_Task details:_ Copy the part that opens with the line containing "on the office" and closes with the line containing "x=283, y=359", both ends included, leaving the requests unchanged. In the answers, multiply every coordinate by 2.45 and round it to a whole number, rounding halves up.

_Data listing:_

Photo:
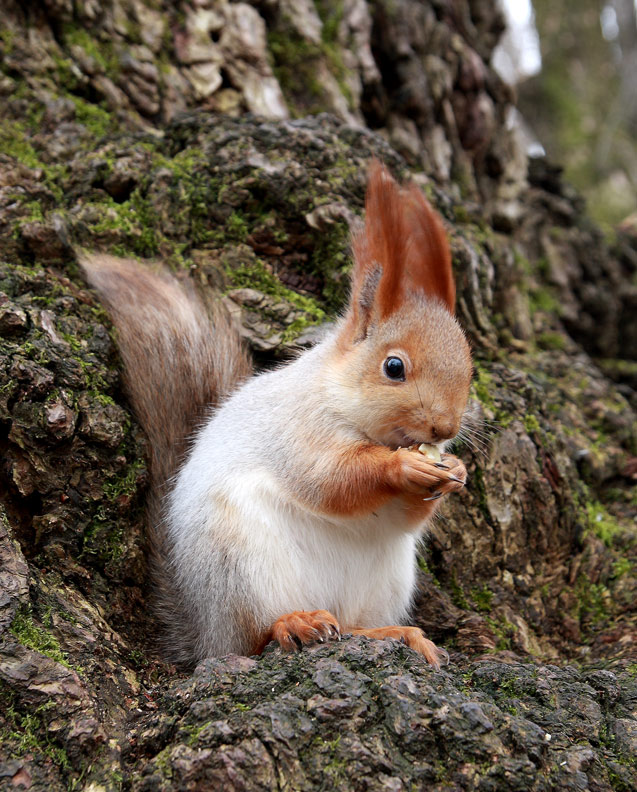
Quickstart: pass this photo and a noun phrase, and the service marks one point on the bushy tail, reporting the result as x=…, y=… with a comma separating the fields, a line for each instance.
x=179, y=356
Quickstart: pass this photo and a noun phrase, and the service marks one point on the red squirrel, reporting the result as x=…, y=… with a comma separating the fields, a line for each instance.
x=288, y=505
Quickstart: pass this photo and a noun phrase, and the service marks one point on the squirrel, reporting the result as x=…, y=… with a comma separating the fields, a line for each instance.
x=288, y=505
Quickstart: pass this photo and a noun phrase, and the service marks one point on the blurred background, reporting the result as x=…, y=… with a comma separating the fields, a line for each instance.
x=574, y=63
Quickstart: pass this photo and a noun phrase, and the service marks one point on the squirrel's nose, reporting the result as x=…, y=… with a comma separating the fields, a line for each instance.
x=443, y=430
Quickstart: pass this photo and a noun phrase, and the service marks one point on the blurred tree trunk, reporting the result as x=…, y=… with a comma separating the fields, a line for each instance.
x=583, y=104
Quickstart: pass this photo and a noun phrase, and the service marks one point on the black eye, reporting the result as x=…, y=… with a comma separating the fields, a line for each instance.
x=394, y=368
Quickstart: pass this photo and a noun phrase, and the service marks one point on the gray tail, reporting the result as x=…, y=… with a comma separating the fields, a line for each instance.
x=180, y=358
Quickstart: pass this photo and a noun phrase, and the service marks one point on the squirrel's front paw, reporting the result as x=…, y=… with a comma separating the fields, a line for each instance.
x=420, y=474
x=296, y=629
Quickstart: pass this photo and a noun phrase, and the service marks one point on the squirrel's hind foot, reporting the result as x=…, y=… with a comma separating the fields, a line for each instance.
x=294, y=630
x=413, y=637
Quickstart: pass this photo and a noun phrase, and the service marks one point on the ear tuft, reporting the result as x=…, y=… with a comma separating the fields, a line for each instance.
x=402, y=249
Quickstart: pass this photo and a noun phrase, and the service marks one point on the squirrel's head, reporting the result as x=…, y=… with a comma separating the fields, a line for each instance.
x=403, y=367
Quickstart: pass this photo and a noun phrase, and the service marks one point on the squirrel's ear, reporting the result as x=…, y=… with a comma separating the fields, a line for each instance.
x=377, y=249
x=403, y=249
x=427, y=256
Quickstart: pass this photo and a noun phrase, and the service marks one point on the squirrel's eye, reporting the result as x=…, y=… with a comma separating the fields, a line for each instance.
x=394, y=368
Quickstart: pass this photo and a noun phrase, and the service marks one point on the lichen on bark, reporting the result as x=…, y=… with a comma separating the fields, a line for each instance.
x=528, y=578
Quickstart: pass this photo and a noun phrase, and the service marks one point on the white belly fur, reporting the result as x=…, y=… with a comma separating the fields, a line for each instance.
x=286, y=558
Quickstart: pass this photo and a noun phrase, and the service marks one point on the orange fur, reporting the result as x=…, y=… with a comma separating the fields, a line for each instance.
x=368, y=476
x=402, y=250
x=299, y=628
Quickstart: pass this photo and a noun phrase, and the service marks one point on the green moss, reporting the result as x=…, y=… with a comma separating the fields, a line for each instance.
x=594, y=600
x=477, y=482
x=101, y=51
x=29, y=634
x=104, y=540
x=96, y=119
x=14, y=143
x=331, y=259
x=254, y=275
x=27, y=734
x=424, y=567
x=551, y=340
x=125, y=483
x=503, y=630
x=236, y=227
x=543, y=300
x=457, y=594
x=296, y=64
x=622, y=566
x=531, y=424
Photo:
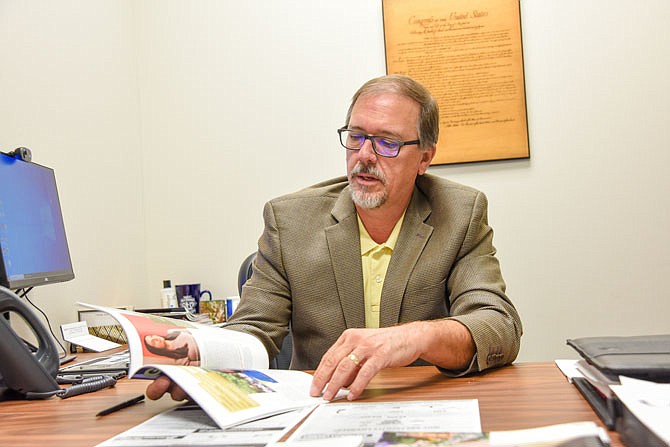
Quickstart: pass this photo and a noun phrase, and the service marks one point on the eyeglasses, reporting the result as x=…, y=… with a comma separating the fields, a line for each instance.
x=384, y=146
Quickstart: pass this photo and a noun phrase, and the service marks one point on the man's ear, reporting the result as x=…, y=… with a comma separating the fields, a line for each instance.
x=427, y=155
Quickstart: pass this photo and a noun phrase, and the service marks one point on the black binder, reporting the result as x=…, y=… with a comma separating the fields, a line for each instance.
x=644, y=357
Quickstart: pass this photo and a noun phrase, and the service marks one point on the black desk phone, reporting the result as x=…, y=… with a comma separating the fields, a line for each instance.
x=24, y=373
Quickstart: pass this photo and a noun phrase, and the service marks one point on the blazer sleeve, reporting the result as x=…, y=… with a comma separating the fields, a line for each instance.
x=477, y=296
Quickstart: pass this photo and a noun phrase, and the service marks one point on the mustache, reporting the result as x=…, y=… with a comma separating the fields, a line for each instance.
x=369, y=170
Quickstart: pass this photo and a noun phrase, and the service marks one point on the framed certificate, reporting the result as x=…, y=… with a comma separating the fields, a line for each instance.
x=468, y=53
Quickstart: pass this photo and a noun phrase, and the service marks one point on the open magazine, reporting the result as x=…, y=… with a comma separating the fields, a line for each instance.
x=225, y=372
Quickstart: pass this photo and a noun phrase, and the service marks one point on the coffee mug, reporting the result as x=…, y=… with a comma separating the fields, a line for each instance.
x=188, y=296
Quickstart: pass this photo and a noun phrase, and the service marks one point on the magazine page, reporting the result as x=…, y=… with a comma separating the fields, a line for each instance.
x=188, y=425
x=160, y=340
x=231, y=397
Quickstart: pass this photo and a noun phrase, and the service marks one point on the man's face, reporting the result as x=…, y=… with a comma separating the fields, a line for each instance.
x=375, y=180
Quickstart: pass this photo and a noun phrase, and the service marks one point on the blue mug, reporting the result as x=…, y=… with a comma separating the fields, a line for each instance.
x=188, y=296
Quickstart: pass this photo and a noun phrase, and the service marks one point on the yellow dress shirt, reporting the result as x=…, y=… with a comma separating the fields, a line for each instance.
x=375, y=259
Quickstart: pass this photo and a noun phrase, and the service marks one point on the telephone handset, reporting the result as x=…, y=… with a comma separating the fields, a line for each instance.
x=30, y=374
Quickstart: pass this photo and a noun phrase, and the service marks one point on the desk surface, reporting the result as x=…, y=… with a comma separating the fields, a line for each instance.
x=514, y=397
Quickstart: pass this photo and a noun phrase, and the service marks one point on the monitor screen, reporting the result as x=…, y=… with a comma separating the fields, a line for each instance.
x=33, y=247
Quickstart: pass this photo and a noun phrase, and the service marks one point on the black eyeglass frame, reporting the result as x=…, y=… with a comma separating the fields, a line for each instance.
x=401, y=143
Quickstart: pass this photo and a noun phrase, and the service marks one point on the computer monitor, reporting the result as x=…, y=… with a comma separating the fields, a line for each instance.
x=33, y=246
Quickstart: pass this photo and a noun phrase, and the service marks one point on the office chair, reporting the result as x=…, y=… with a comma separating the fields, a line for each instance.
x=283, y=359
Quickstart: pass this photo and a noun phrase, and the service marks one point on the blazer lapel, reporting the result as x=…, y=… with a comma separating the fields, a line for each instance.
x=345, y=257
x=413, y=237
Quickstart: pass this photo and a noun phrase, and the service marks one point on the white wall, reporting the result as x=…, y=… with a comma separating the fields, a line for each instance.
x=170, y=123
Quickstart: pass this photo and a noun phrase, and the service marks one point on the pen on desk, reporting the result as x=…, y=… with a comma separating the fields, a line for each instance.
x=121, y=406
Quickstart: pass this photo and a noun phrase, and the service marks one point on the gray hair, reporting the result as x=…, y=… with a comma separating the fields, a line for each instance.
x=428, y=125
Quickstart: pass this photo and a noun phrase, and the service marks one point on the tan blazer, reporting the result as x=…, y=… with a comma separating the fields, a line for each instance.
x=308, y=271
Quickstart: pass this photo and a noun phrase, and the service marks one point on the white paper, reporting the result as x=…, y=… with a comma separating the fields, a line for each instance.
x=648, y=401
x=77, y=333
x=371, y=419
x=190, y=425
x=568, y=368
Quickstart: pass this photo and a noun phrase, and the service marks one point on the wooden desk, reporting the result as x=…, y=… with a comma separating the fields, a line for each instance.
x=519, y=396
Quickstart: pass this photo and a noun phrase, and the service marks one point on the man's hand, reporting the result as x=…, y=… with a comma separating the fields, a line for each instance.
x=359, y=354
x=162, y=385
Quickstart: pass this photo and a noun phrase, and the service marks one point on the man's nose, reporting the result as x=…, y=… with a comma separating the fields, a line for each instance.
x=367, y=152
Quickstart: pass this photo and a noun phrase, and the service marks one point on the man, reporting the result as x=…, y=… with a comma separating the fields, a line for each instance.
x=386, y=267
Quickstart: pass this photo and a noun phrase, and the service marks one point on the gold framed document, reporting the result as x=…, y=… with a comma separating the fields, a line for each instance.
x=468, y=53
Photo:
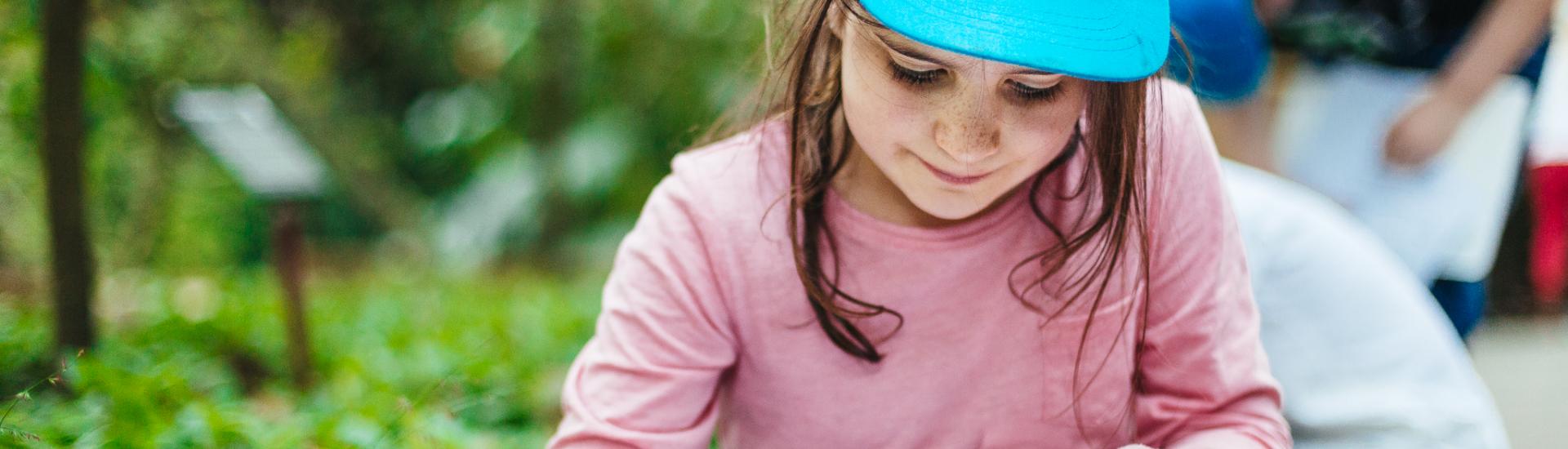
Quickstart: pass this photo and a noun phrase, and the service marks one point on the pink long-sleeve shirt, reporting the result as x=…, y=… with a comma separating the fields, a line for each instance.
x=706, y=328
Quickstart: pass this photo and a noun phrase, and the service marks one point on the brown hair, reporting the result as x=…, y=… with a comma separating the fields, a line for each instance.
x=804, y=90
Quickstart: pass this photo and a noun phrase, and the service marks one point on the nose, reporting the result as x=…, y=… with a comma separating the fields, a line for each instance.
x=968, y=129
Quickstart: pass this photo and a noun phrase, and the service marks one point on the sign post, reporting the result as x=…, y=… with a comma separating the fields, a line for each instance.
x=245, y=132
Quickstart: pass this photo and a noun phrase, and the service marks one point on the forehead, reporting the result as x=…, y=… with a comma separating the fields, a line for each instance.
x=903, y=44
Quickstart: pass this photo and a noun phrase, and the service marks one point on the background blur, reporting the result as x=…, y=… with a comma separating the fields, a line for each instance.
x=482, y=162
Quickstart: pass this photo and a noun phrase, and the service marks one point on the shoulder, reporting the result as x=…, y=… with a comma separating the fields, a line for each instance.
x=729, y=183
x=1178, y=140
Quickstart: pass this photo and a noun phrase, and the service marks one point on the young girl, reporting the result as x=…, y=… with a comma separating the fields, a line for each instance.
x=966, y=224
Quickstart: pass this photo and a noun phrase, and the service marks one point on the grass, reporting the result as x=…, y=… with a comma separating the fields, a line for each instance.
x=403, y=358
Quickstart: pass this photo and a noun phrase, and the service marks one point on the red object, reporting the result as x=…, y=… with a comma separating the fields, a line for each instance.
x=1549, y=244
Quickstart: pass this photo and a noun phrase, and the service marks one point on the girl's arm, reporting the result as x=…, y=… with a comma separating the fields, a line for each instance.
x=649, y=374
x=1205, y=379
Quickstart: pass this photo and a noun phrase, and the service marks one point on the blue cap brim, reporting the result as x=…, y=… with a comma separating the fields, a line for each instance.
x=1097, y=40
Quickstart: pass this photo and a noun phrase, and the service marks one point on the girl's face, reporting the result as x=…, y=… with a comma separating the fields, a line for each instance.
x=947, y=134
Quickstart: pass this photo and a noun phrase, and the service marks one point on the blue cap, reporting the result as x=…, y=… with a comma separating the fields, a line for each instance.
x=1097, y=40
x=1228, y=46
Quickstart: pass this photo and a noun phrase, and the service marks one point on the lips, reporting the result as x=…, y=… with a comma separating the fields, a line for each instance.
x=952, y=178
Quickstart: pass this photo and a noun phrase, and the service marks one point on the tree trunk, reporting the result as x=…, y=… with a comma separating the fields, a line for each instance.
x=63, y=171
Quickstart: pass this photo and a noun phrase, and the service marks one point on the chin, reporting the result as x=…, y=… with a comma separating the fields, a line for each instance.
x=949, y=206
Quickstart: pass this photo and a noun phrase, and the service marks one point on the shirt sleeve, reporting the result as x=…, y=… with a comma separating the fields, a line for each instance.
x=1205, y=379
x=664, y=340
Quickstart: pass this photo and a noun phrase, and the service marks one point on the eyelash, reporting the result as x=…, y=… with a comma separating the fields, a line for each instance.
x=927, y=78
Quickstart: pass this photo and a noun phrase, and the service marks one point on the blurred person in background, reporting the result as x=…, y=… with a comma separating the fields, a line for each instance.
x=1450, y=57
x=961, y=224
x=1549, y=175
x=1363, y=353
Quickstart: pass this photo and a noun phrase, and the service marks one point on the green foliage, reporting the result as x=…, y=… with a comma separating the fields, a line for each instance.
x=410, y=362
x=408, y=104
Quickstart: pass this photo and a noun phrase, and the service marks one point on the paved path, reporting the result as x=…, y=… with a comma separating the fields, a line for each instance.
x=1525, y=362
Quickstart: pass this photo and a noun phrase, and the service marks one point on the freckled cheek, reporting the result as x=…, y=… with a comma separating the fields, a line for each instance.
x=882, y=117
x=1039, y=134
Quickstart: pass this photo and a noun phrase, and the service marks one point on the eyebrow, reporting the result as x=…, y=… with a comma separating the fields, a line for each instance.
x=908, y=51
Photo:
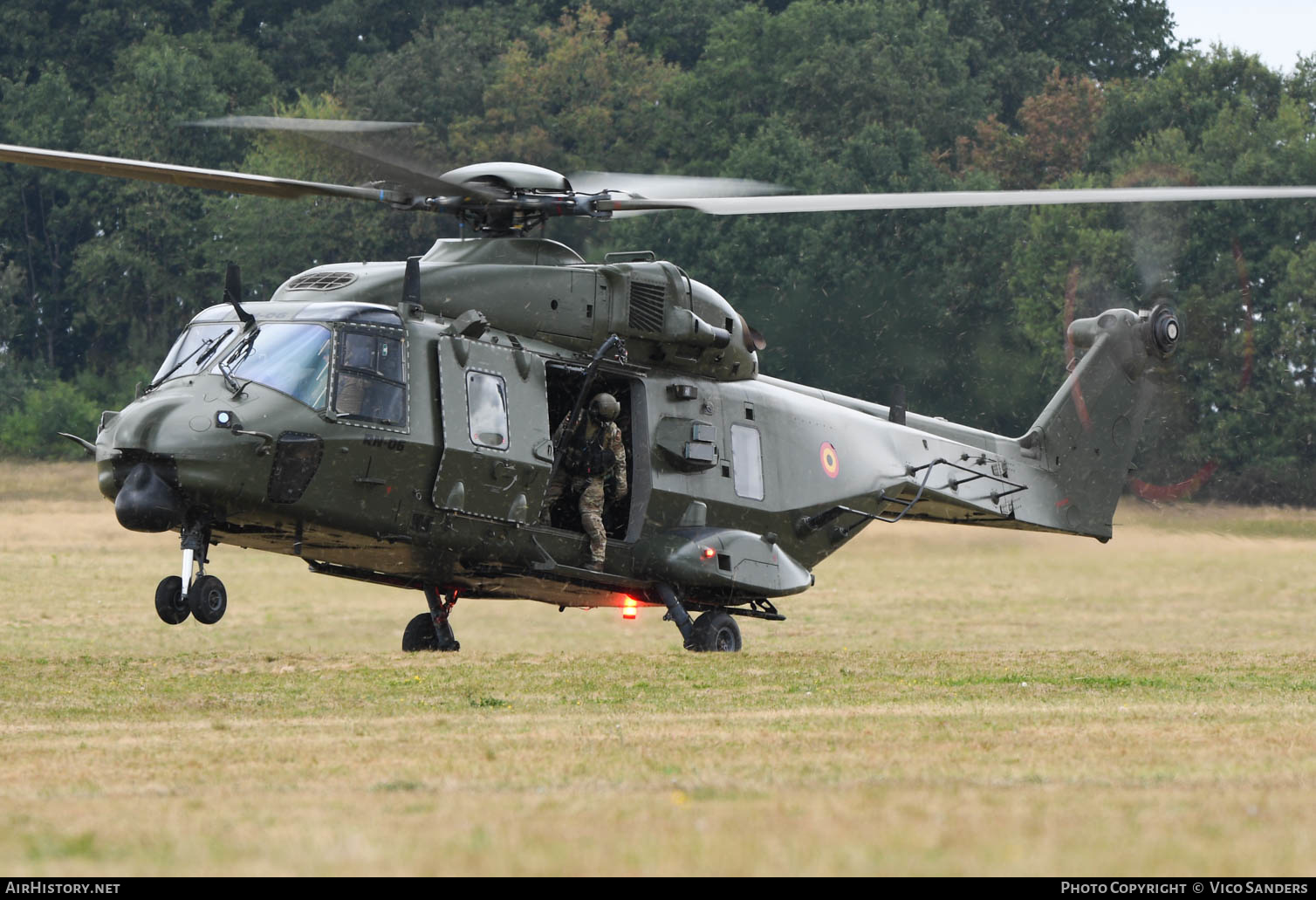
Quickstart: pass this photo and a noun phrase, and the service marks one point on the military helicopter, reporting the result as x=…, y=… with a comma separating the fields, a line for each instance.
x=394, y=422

_Final result:_
Quickstart: pass this photo and a noun phrase, and the service marks one point on the office chair, reporting the result as x=…, y=… with a comma separating the fields, a line for each instance.
x=693, y=880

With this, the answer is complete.